◆ STATED PROBLEM 1 ◆
In the text on aligning evaluation and assessment with student learning goals, what deserves particular attention when the impact of evaluation and assessment is evaluated?
◆ STATED PROBLEM 2 ◆
For each statement below, answer yes or no on whether the text on aligning evaluation and assessment with student learning goals supports it, and quote the deciding words of that text: (a) Schools should have no freedom to adapt learning objectives. (b) Goals built on student-centered learning call for greater emphasis on the developmental function of evaluation and assessment. (c) Teaching and school management standards should be aligned with student learning objectives.
◆ STATED PROBLEM 3 ◆
Write the next part of the text on aligning evaluation and assessment with student learning goals, starting after its final sentence.

◆ TEXT SEGMENT ◆
Aligning student learning goals with evaluation and assessment
A critical aspect in the effectiveness of the evaluation and assessment framework is
its proper alignment with educational goals and student learning objectives. This involves
a range of aspects. First, it requires evaluation and assessment procedures to align with
the main principles embedded in educational goals and student learning objectives. For
instance, if educational goals are based on principles such as student-centred learning,
collaborative work, achievement of competencies and assessment for learning then there
should be greater emphasis on the developmental function of evaluation and assessment,
involving more attention to student formative assessment, greater emphasis on self-
reflection for all the school agents, greater focus on continuous improvement in teacher
appraisal, and better use of results for feedback.
Second, evaluation and assessment procedures require direct alignment with student
learning objectives. This implies designing fit-for-purpose student assessments which
focus on the competencies promoted in student learning objectives, ensuring the overall
evaluation and assessment framework captures the whole range of student learning
objectives, and developing teaching and school management standards which are aligned
with student learning objectives. Third, it is essential that all school agents have a clear
understanding of education goals. This requires goals to be clearly articulated; the
development of clear learning expectations and criteria to assess achievement of learning
objectives; room for schools to exercise some autonomy in adapting learning objectives
to their local needs; and collaboration among teachers and schools to ensure moderation
processes which enhance the consistency with which learning goals are achieved. Fourth,
it is essential to evaluate the impact of evaluation and assessment against student learning
objectives on the quality of the teaching and learning. Particular attention should be given
to identifying unintended effects as evaluation and assessment activities have
considerable potential to determine the behaviour of school agents.

◆ DATASET ◆

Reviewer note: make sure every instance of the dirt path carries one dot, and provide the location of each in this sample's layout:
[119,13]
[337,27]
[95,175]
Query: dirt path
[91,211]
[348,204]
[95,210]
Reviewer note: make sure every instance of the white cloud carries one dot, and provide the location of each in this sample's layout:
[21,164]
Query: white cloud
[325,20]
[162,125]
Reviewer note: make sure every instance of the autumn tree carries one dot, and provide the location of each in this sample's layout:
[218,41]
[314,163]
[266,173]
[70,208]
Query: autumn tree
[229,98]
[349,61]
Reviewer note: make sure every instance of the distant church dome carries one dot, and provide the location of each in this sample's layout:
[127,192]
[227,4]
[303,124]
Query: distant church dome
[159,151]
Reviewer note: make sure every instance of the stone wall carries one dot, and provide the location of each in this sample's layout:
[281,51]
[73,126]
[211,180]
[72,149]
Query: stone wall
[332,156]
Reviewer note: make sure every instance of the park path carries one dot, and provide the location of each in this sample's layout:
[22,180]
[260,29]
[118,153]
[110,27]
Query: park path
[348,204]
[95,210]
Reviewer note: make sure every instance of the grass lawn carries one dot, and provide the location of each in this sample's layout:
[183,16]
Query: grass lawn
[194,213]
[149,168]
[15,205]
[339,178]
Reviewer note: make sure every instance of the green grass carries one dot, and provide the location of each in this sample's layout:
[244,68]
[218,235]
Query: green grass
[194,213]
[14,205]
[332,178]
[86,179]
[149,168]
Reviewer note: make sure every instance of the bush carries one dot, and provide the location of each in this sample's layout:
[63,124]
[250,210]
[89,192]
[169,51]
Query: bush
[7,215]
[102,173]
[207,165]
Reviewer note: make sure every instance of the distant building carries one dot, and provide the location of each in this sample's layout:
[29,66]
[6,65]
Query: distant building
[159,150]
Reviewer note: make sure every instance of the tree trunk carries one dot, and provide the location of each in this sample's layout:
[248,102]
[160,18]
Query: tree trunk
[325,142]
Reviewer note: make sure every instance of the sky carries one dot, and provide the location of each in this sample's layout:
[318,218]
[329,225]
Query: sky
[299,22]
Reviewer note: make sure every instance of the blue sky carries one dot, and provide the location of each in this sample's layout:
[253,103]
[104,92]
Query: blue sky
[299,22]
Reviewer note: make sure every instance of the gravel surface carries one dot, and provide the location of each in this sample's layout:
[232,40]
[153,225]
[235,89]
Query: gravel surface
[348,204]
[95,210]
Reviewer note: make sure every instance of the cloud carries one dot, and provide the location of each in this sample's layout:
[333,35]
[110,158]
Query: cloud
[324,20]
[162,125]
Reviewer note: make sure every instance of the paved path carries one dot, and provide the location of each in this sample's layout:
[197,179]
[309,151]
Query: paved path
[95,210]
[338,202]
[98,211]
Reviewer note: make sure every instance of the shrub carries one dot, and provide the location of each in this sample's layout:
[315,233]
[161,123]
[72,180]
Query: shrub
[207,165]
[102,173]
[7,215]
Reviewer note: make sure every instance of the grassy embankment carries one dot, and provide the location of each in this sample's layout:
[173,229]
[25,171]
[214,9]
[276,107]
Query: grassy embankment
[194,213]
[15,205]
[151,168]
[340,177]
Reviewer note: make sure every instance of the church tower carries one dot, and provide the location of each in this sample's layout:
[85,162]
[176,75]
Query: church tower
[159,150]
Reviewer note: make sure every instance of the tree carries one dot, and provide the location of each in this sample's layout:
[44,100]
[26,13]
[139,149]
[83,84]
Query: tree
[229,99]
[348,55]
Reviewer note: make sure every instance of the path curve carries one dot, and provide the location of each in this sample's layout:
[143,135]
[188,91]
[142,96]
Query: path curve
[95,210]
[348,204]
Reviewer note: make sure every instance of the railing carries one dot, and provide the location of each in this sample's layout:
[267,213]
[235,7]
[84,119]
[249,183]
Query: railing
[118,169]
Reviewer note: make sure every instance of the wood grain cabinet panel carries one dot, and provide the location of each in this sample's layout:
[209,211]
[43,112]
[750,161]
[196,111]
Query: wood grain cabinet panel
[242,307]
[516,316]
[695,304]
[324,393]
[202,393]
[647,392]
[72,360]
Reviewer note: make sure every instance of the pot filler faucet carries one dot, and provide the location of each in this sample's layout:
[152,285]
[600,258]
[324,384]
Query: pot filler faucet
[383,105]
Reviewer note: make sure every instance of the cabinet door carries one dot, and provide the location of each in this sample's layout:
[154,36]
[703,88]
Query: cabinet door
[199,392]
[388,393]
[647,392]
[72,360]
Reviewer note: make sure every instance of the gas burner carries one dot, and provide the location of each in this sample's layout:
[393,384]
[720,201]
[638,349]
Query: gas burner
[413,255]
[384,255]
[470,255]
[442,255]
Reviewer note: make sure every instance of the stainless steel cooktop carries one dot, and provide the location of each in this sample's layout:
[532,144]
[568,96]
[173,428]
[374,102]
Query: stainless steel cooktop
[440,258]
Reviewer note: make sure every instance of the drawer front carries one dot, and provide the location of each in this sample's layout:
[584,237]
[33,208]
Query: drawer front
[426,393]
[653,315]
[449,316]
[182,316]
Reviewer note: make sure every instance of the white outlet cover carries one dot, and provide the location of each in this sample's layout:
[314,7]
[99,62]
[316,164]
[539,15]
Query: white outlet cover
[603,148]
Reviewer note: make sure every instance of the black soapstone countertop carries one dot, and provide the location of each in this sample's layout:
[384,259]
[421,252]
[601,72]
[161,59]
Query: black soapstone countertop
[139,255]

◆ FINAL RESULT 1 ◆
Identifying unintended effects, because evaluation and assessment activities can strongly shape the behavior of school agents.

◆ FINAL RESULT 2 ◆
(a) No: "room for schools to exercise some autonomy in adapting learning objectives to their local needs"
(b) Yes: "there should be greater emphasis on the developmental function of evaluation and assessment"
(c) Yes: "developing teaching and school management standards which are aligned with student learning objectives"

◆ FINAL RESULT 3 ◆
Focussing on the improvement of classroom practices and building on teacher
professionalism
To optimise the potential of evaluation and assessment to improve what is at the heart
of education – student learning – policy makers should promote the regular use of
evaluation and assessment results for improvements in the classroom. All types of
evaluation and assessment should have educational value, and be meaningful to those
who participate in the evaluation or assessment. To this end, it is important that all those
involved in evaluation and assessment at the central, local and school level have a broad
vision of evaluation and assessment and of the need to bring together results from
different types of evaluation and assessment activities to form rounded judgements about
student learning, performance of school agents and practices within the school system and
use evaluation and assessment information for further improvement.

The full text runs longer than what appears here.